Texte à analyser →
((
L’information face à l’intelligence artificielle : promesses et dangers

L’information face à l’intelligence artificielle : promesses et dangers

L’intelligence artificielle et les algorithmes sont de plus en plus utilisés pour produire l’information. Cette pratique repose sur l’idéalisation de l’accès à une information personnalisée, mais elle soulève de nombreux enjeux éthiques notamment la question de leur transparence. 

Temps de lecture : 9 min

L’un des inventeurs de la notion d’intelligence artificielle dans les années 1950, Marvin Lee Minsky, la définit comme « la construction de programmes informatiques qui s'adonnent à des tâches qui sont, pour l'instant, accomplies de façon plus satisfaisante par des êtres humains, car elles demandent des processus mentaux de haut niveau tels que : l'apprentissage perceptuel, l'organisation de la mémoire et le raisonnement ». L’intelligence artificielle couvre donc le vaste domaine des activités ayant pour but de faire faire par une machine et son programme informatique lié des tâches que l'homme accomplit en utilisant toute son intelligence : reconnaître des formes floues, comprendre, apprendre, prendre des décisions, dialoguer avec un humain, créer des textes pertinents, s’adapter aux situations, etc. Pour y parvenir, elle s’appuie sur une nouvelle classe d'algorithmes (une suite d’instructions permettant d’aboutir à un résultat à partir de données fournies) paramétrés à partir de techniques d'apprentissage automatique.

 

L’intelligence artificielle est déjà bien intégrée dans la chaîne de production de l’information. Les trouvailles se bousculent et déjà les blockchains pointent à l’horizon. La recherche progresse rapidement (en traitement informatique et fouille des données de masse, en design utilisateurs des algorithmes, en traitement automatique des langues et génération automatique de textes…), et les techniques s’améliorent sans cesse, puisque les informaticiens développent des programmes ayant la capacité d’apprendre de leur propre fonctionnement et d’améliorer leurs performances (« machine learning » ou « apprentissage automatique » ).

 

 Les résultats obtenus par l’intelligence artificielle améliorent la qualité de l’expérience usagers, car ils favorisent une personnalisation de l’offre d’information 

De plus en plus, des algorithmes sont utilisés dans la production et la consommation d’informations : pour constituer des bases de données et fouiller dedans pour y repérer des signaux faibles ; pour agréger des contenus éditoriaux ; pour éditer des articles ; pour distribuer de façon personnalisée ces contenus. Incontestablement, les résultats obtenus par l’intelligence artificielle améliorent la qualité de l’expérience usagers, car ils favorisent une personnalisation de l’offre d’information reçue et, donc, accroissent, à priori, notre satisfaction. D’autant que les machines apprennent à nous connaître et à nous reconnaître et à « comprendre » nos désirs — en tout cas, à les interpréter — en se calant sur nos requêtes et sur nos pratiques observables sur Internet. Dressons donc ici un panorama de ces nombreuses potentialités d’information algorithmée, avant d’en souligner les implications pour les médias et les inquiétudes soulevées pour notre société.
))
Entrées tirées d'une collection
((
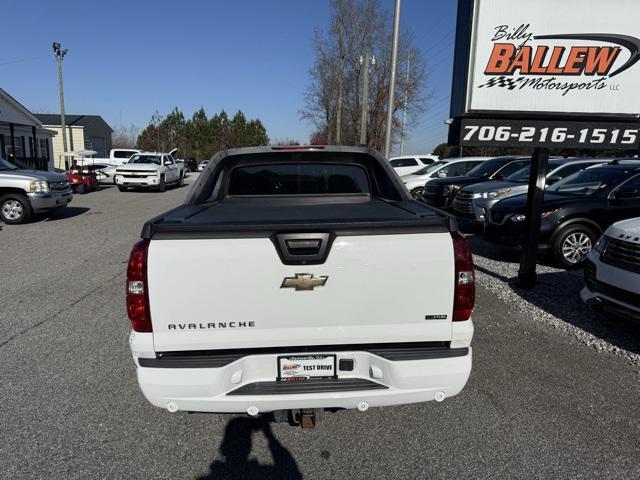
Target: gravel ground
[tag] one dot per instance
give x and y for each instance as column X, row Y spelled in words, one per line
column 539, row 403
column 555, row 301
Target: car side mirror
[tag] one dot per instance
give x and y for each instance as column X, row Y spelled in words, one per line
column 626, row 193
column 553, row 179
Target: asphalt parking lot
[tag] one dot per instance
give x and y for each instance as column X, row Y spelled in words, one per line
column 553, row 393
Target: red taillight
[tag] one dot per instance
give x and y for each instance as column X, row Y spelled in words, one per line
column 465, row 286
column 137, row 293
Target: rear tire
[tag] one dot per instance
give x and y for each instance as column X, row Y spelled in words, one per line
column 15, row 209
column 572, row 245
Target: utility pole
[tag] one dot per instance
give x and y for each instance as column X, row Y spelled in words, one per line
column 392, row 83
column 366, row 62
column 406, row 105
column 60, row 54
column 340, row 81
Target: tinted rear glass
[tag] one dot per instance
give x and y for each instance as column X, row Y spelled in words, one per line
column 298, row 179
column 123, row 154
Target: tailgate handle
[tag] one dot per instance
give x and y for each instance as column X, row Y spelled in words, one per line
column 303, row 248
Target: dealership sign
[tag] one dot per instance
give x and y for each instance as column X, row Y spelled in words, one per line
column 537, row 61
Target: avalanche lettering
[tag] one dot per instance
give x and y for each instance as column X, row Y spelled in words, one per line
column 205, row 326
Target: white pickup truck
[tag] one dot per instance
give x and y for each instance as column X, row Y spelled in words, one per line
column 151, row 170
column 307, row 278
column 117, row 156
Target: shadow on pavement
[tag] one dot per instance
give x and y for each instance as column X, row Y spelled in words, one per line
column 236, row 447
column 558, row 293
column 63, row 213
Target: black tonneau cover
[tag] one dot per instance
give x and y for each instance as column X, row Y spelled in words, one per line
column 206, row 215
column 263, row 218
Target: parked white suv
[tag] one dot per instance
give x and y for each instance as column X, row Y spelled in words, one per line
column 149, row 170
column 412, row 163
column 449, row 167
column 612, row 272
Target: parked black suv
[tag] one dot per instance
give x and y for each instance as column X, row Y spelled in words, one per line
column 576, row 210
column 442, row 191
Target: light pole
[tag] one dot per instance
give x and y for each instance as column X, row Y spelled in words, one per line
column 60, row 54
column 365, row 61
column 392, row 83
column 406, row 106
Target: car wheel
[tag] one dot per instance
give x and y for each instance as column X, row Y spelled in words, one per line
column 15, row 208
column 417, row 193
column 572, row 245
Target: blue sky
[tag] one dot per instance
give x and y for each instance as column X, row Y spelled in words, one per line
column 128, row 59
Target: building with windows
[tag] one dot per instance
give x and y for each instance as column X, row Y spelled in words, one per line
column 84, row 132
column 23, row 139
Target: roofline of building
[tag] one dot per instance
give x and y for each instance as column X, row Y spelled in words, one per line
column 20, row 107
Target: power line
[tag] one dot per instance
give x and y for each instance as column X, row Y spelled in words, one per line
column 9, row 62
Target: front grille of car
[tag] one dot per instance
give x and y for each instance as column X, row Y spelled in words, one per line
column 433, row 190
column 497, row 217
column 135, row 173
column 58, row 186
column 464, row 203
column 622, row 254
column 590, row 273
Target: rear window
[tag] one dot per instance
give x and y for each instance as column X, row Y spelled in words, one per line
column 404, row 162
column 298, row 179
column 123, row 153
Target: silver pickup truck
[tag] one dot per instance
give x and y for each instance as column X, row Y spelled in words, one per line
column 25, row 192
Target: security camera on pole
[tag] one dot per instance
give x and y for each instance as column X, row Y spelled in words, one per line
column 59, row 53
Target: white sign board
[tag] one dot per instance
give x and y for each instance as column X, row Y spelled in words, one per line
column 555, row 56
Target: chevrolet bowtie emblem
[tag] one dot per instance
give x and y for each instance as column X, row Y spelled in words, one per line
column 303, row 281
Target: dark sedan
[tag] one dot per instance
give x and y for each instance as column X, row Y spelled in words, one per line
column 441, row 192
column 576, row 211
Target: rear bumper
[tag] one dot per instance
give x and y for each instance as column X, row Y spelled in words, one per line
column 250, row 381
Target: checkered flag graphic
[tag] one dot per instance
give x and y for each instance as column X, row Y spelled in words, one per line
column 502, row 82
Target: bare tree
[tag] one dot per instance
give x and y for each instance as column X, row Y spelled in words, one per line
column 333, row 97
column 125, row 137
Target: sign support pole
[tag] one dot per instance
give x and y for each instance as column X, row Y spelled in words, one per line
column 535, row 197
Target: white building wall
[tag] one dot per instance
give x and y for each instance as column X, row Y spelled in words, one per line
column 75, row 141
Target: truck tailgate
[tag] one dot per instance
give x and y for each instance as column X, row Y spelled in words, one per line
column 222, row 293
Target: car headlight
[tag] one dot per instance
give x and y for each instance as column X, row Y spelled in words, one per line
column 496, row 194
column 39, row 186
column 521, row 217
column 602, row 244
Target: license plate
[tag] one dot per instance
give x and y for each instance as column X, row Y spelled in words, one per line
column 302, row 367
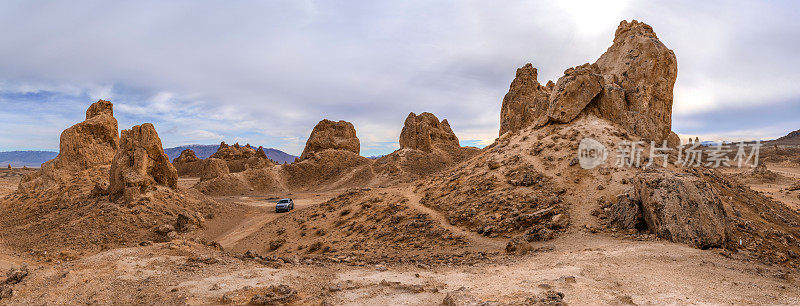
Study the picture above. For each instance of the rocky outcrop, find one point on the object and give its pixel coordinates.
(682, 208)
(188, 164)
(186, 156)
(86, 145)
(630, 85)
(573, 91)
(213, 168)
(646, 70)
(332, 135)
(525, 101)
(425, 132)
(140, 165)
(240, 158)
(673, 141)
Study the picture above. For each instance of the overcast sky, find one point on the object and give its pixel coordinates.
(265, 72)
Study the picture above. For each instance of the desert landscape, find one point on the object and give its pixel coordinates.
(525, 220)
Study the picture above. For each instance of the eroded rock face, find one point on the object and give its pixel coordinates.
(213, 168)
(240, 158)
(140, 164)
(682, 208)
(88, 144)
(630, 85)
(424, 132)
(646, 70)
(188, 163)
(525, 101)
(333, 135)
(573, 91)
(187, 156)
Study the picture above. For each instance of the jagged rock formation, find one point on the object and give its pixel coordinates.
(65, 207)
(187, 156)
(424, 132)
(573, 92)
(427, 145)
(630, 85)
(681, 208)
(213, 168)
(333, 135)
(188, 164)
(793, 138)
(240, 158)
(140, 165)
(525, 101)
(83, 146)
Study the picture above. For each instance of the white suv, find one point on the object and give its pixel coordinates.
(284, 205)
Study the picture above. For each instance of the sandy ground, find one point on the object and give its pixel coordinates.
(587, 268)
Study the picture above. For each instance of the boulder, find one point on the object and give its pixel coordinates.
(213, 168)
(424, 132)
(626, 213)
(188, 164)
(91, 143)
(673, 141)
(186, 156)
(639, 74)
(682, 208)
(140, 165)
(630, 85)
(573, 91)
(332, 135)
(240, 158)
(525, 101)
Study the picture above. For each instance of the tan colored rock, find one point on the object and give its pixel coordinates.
))
Consignes de l'exercice →
1. Quels usages des algorithmes dans la production et la consommation d'informations le texte sur l'information et l'intelligence artificielle énumère-t-il ? Citez-les tous.
2. Poursuivez le texte sur l'information et l'intelligence artificielle à partir de sa dernière phrase.

Réponses attendues →
1.
- Constituer des bases de données et les fouiller pour y repérer des signaux faibles
- Agréger des contenus éditoriaux
- Éditer des articles
- Distribuer ces contenus de façon personnalisée

2.
Les algorithmes participent déjà à l’écosystème d’information

Des algorithmes peuvent suppléer les journalistes dans la rédaction de textes factuels et standardisés (« robots-journalistes »), comme ce tout premier article publié le 17 mars 2014, sur le site du Los Angeles Times, annonçant en premier— en rédigeant un compte rendu avec carte en trois minutes— qu’un séisme venait de toucher un quartier de Los Angeles, grâce à l’algorithme Quakebot branché sur les données fournies par le Centre fédéral d’information sismique (US Geological Survey).

 

Des algorithmes peuvent surveiller des contenus de masse pour en extraire des données pertinentes, pour identifier des tendances. Le Reuters News Tracer met ainsi sous surveillance quotidienne des millions de tweets pour repérer des sujets potentiels à traiter.

 

Des algorithmes peuvent organiser une veille pour distribuer ensuite une revue de presse pertinente et personnalisée aux abonnés ayant défini leurs goûts au préalable. C’est, par exemple, le projet Flint, de Benoit Raphaël, qui se définit comme « une newsletter personnalisée confectionnée avec amour par des intelligences artificielles ».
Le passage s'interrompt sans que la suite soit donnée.